_What is needed_:
Retype exactly the lines from the line with "of the paving" to the end of the data, keeping both boundary lines.
────────────────────────────────────────
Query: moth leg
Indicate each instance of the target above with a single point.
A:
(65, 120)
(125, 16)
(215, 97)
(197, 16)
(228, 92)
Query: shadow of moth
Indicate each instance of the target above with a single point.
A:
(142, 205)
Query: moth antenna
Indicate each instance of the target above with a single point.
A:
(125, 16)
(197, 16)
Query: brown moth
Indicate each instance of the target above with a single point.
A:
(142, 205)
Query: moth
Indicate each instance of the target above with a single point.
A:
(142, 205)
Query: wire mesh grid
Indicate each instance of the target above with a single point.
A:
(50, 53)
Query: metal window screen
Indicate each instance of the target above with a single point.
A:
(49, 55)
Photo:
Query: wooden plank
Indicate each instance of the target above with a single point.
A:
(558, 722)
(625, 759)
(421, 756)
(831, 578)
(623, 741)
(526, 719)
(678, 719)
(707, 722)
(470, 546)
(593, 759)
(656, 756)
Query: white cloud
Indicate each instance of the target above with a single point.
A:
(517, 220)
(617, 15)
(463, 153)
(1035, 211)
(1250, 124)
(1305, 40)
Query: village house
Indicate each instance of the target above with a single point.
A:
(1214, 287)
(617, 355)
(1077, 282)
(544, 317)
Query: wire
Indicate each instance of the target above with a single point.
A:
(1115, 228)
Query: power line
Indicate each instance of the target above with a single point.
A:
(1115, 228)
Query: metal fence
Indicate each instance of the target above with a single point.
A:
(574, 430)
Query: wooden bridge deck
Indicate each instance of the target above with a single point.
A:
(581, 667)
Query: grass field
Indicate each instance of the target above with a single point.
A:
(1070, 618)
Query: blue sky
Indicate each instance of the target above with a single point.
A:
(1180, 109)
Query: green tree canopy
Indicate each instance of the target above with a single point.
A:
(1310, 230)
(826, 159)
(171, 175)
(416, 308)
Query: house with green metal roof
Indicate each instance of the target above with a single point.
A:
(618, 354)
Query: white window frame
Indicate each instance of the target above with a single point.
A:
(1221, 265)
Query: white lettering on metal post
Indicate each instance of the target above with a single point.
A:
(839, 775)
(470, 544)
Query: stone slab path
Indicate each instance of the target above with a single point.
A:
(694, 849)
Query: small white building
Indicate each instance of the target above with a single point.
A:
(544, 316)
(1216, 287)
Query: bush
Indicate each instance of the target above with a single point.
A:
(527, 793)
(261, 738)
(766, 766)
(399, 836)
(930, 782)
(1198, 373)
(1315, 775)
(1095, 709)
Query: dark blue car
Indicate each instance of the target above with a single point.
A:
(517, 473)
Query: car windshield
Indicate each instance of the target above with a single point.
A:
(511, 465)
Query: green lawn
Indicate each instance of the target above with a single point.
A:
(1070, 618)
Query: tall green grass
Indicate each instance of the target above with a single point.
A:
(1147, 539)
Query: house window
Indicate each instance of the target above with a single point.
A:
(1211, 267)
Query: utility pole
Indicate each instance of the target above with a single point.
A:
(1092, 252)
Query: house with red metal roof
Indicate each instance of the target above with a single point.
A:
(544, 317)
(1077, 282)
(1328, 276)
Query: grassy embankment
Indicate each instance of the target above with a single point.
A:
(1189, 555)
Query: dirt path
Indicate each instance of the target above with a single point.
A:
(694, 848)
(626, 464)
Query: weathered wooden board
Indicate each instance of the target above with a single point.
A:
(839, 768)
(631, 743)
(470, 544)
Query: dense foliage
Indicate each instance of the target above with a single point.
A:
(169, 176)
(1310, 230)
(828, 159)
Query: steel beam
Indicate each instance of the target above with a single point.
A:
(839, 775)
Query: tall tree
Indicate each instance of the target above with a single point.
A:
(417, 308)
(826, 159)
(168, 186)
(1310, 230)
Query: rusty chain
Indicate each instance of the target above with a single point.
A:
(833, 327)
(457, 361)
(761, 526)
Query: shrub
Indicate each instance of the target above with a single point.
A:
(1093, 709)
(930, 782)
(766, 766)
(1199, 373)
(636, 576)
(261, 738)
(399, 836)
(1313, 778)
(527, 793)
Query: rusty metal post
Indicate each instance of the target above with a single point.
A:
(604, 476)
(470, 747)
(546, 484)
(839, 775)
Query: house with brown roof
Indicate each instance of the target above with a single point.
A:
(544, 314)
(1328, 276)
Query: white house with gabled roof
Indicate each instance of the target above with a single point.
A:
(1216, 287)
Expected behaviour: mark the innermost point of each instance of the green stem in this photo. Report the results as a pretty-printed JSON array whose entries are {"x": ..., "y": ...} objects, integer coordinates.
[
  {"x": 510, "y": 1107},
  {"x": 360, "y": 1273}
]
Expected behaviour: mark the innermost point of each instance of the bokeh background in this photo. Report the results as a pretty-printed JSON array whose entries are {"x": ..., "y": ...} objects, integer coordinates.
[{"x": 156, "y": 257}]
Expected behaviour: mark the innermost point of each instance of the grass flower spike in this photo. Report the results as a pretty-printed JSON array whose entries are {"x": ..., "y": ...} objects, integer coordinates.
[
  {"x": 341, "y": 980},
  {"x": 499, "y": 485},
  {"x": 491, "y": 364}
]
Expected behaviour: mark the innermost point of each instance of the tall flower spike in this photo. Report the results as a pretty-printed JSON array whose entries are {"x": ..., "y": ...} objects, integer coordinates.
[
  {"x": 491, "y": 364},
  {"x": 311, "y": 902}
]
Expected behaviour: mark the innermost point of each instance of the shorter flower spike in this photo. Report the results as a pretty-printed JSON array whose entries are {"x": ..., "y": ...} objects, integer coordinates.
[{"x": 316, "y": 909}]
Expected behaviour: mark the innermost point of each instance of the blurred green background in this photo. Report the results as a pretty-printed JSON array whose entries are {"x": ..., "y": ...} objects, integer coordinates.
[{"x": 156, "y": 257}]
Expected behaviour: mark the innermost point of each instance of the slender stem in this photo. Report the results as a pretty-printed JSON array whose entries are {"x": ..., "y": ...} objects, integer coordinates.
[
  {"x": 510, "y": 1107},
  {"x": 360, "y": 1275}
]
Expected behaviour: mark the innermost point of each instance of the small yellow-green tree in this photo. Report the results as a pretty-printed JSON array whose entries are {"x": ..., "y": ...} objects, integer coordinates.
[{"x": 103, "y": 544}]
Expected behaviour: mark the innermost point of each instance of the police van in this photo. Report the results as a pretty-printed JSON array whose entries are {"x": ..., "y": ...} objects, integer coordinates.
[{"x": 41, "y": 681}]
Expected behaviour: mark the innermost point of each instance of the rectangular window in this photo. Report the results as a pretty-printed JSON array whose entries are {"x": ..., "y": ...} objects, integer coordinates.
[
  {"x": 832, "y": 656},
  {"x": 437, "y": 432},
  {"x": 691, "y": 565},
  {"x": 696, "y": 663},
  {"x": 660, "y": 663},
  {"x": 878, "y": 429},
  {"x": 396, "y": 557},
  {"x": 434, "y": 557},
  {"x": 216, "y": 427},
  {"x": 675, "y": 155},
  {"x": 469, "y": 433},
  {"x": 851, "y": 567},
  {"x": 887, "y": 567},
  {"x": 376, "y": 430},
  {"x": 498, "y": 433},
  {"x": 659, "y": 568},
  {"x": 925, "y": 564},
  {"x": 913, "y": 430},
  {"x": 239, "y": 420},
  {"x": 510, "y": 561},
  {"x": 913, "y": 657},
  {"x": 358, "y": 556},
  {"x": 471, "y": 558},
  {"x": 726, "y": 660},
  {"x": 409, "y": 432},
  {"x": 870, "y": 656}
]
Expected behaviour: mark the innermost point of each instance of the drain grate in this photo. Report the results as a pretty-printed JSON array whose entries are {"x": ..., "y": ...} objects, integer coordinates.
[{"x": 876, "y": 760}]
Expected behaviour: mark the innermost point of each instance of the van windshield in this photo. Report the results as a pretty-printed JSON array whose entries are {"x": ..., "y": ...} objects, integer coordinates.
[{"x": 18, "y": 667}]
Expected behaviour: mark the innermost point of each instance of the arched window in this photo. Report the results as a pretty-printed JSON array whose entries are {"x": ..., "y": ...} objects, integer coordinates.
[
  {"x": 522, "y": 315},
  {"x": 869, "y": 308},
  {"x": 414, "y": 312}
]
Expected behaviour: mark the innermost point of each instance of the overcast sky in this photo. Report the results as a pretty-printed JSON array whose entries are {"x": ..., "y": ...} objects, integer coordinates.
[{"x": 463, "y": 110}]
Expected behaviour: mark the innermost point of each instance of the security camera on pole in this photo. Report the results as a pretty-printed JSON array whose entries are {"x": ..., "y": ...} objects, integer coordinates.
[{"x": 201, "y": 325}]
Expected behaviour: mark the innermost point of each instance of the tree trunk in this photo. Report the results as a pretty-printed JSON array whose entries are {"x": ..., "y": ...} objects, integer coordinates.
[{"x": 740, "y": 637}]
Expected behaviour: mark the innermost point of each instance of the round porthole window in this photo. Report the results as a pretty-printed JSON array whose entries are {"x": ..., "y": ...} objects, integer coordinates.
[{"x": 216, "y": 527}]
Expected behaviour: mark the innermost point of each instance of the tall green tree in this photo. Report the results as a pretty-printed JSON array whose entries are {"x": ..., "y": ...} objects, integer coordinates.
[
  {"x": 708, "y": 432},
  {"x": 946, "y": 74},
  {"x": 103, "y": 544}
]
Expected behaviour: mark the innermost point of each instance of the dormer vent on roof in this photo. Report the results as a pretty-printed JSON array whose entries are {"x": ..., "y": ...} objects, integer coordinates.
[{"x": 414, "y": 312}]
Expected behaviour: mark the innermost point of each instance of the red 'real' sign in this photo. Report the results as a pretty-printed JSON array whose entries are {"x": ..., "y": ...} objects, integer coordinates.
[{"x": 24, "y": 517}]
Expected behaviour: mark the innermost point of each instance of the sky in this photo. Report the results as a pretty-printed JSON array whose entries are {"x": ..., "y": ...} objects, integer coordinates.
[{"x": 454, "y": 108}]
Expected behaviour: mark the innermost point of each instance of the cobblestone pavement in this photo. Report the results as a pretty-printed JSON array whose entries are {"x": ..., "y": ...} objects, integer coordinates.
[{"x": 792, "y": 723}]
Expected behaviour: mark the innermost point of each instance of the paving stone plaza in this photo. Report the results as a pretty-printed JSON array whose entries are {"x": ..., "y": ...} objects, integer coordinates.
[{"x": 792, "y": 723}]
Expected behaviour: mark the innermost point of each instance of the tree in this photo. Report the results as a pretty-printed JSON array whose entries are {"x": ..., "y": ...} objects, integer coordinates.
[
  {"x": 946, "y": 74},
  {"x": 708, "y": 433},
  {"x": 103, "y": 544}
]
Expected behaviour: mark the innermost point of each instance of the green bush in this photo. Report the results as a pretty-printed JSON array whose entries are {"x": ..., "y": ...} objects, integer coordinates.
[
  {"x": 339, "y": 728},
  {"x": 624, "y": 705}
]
────────────────────────────────────────
_Output for this exercise_:
Expected behaviour: mark the innermost point of each instance of the paving stone plaza in this photo. Report the results as a pretty-printed JSON array whose entries are {"x": ..., "y": ...} objects, integer coordinates.
[{"x": 792, "y": 723}]
Expected behaviour: mark the innermost point of each instance of the tree in this photo. Report the results as a pretty-printed JSON array whose entries are {"x": ..., "y": ...} objects, integer coordinates.
[
  {"x": 946, "y": 74},
  {"x": 708, "y": 433},
  {"x": 103, "y": 544}
]
Expected behaviour: mark the innermost point of each instance of the green bush in this photo. Report the results as a pretty-printed JSON array whose entries are {"x": ..., "y": ...} objects, integer coordinates.
[
  {"x": 339, "y": 728},
  {"x": 624, "y": 705}
]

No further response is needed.